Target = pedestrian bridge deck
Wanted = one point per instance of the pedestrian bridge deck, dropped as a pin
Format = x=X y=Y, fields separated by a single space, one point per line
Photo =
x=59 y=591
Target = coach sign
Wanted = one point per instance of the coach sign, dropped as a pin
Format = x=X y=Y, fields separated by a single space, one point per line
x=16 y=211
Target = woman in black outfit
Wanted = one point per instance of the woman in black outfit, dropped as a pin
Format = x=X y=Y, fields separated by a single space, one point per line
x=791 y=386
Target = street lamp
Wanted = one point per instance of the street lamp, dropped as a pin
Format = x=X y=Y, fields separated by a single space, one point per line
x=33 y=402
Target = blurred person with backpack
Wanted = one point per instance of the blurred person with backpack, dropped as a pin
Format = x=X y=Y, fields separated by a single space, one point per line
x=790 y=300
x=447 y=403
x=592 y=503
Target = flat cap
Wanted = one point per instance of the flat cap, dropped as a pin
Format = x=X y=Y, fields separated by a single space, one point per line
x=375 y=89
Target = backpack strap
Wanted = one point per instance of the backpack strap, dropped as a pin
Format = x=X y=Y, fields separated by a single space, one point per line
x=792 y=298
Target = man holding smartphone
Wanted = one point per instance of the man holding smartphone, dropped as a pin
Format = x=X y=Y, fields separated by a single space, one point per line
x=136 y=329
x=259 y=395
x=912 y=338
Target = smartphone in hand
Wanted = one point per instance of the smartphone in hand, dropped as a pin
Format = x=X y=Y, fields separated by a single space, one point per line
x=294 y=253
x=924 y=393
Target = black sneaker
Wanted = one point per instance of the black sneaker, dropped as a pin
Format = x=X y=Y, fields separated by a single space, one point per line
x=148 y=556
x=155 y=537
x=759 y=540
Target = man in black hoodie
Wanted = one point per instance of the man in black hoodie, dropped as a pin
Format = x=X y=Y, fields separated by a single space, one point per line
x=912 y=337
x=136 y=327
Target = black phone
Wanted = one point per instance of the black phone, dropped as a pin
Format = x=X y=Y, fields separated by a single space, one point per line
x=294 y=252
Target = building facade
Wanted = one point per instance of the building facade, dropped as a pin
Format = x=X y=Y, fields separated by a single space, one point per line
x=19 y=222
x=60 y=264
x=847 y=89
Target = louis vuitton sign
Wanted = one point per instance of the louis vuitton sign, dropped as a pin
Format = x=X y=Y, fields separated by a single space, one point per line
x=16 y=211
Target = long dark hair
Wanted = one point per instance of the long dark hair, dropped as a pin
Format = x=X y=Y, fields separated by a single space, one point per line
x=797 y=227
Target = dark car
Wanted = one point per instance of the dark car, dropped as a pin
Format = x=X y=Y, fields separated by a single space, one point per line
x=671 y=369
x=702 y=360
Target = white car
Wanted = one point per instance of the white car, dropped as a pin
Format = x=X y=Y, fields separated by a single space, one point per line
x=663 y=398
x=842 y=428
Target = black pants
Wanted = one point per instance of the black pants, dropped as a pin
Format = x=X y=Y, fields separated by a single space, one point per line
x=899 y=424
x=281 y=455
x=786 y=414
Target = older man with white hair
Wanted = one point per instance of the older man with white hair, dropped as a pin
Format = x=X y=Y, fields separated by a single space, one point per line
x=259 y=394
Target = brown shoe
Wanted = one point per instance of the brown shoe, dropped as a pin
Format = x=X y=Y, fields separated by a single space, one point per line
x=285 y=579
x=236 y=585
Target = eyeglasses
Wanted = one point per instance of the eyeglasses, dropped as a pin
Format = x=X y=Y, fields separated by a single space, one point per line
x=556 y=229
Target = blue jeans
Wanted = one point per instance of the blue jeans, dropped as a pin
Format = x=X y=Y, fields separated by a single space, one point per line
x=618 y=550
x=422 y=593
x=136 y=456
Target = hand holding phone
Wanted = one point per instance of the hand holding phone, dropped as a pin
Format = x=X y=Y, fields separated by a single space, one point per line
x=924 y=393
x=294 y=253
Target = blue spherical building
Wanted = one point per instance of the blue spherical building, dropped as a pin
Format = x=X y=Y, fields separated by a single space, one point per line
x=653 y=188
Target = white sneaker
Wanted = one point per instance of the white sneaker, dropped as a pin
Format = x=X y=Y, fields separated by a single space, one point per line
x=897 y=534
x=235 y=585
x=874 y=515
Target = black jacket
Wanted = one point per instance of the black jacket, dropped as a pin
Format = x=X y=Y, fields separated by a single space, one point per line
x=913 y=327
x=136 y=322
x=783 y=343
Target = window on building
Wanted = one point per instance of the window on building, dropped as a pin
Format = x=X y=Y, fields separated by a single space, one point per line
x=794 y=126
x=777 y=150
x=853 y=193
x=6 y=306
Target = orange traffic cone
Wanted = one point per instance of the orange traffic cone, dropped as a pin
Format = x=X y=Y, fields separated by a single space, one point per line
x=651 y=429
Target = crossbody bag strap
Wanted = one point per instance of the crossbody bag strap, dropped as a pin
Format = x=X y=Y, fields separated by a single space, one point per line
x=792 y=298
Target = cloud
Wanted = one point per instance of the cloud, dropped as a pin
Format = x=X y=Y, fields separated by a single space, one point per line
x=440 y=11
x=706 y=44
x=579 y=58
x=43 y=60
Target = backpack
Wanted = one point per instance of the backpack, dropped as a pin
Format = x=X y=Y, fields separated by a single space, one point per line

**STATED PROBLEM**
Change every "dropped as a pin" in the records to "placed as a marker", then write out all the lines again with nothing else altered.

**ANSWER FOR THE TASK**
Target = pedestrian bridge deck
Wanted = one point per instance of the pedestrian bridge deck, placed as a marker
Format = x=X y=Y, fields separated by a single space, one point per line
Photo =
x=59 y=591
Target = coach sign
Wanted = one point per instance of the coach sign, placed as a marker
Format = x=X y=Y, fields separated by a single space, one point per line
x=16 y=211
Target = woman in black outfit
Wanted = one point per instance of the woman in black outfit, placed as a marker
Format = x=X y=Y, fields separated by a single space, one point per line
x=791 y=386
Target = street lamp
Wanted = one point per instance of the street lamp, placed as a marker
Format = x=X y=Y, fields separated by a single space, one point per line
x=33 y=402
Target = blurred person with backpack
Wanted = one point per instance of the blurred person with backpack, placed as a marker
Format = x=X y=Y, fields separated by a single space, one point per line
x=790 y=300
x=447 y=403
x=592 y=503
Target = flat cap
Wanted = one point per instance of the flat cap, placed as a marker
Format = x=X y=Y, fields separated by a single space, one point per line
x=375 y=89
Target = backpack strap
Wanted = one point per instance of the backpack strap, placed as a marker
Format = x=X y=Y, fields separated by a single space, one point per line
x=792 y=298
Target = man holding smartphone
Wanted = one point per instance of the man holding smartphone, placed as a marker
Format = x=X y=Y, fields separated by a single space, one point per line
x=136 y=329
x=259 y=395
x=912 y=338
Target = smartphone in hand
Wanted = one point per instance of the smartphone in hand, placed as a marker
Format = x=X y=Y, fields separated by a single space, one point per line
x=294 y=253
x=924 y=393
Target = black sneaker
Wanted = one point per instance of the black sneaker, placed as a marker
Format = x=X y=Y, fields separated by a single space, one point per line
x=148 y=556
x=155 y=537
x=759 y=540
Target = man in black hoodie
Wanted = one point per instance of the man in black hoodie, placed as a marker
Format = x=X y=Y, fields separated by a single space, one point per line
x=912 y=337
x=136 y=327
Target = black phone
Wanted = one point per instance of the black phone, placed as a marker
Format = x=X y=Y, fields separated by a single space, one point per line
x=294 y=252
Target = building facade
Wanted = one point per instance of the building facade, placed as a marker
Format = x=X y=Y, fields separated by a single space, one point per line
x=19 y=222
x=60 y=264
x=847 y=89
Target = louis vuitton sign
Wanted = one point per instance of the louis vuitton sign, placed as a marker
Format = x=X y=Y, fields separated by a single space, one point per line
x=16 y=211
Target = long dark hair
Wanted = one point per instance of the long dark hair, placed as a marker
Format = x=X y=Y, fields separated by a single space, one point per line
x=797 y=227
Target = dark car
Wanted = one point per instance of the dark car, placed as a marker
Format = x=X y=Y, fields separated by a single space, one point per line
x=671 y=369
x=702 y=360
Target = white car
Wanted = one point per instance of the white car, placed as a marker
Format = x=X y=Y, fields separated by a single space, one point per line
x=663 y=398
x=842 y=428
Target = black pants
Wanted = one point per instance of the black pants, placed as a marker
Format = x=X y=Y, fields separated by a single space, one point per line
x=899 y=424
x=281 y=455
x=786 y=414
Target = older man with white hair
Wanted = one point per instance of the older man with white hair, placed as a marker
Format = x=X y=Y, fields separated by a single space, one point per line
x=259 y=394
Target = brown shoe
Wanted = one point per instance of the brown shoe, placed as a marker
Format = x=X y=Y, fields separated by a single space, one point per line
x=285 y=579
x=236 y=585
Target = eyeglasses
Wanted = one point per instance of the eyeglasses, placed as a marker
Format = x=X y=Y, fields separated by a single space, one point per line
x=556 y=229
Target = blue jeans
Wanted = one point per instance of the blue jeans, placed as a marker
Format = x=X y=Y, fields separated by a single space, one point per line
x=618 y=550
x=422 y=593
x=136 y=456
Target = hand holding phone
Wanted = one point per instance of the hand holding phone, placed as a marker
Format = x=X y=Y, fields separated by a single space, one point per line
x=924 y=393
x=294 y=253
Target = blue spherical building
Wanted = one point per instance of the blue spherical building, placed as a marker
Format = x=X y=Y, fields separated by a single space, one point per line
x=653 y=188
Target = white sneaker
Wanted = one point per instance of the white sneaker, placed as a marker
Format = x=X y=Y, fields separated by a single space, one point per line
x=897 y=534
x=235 y=585
x=874 y=515
Target = black jacket
Wanted = one point per instance of the black jacket, placed as a marker
Format = x=X y=Y, fields separated by a single space, one point per line
x=913 y=327
x=136 y=322
x=783 y=343
Target = window on building
Wanted = one point per instance of the window on building, placed as a marker
Format = x=X y=Y, fields separated by a single space, one point per line
x=794 y=126
x=777 y=150
x=853 y=193
x=6 y=306
Target = orange traffic cone
Wanted = one point per instance of the orange traffic cone, placed as a marker
Format = x=X y=Y, fields separated by a single space, one point per line
x=651 y=429
Target = crossbody bag strap
Wanted = one point per instance of the crossbody bag strap, placed as a marker
Format = x=X y=Y, fields separated by a single space, one point per line
x=792 y=298
Target = cloud
Wanted = one point per instance of the cloud, placed as a marker
Format = x=X y=Y, fields separated by a single space, one point per line
x=440 y=11
x=706 y=44
x=579 y=58
x=43 y=60
Target = backpack
Wanted = one point per instance of the backpack, placed as a marker
Format = x=X y=Y, fields separated by a single space, one point per line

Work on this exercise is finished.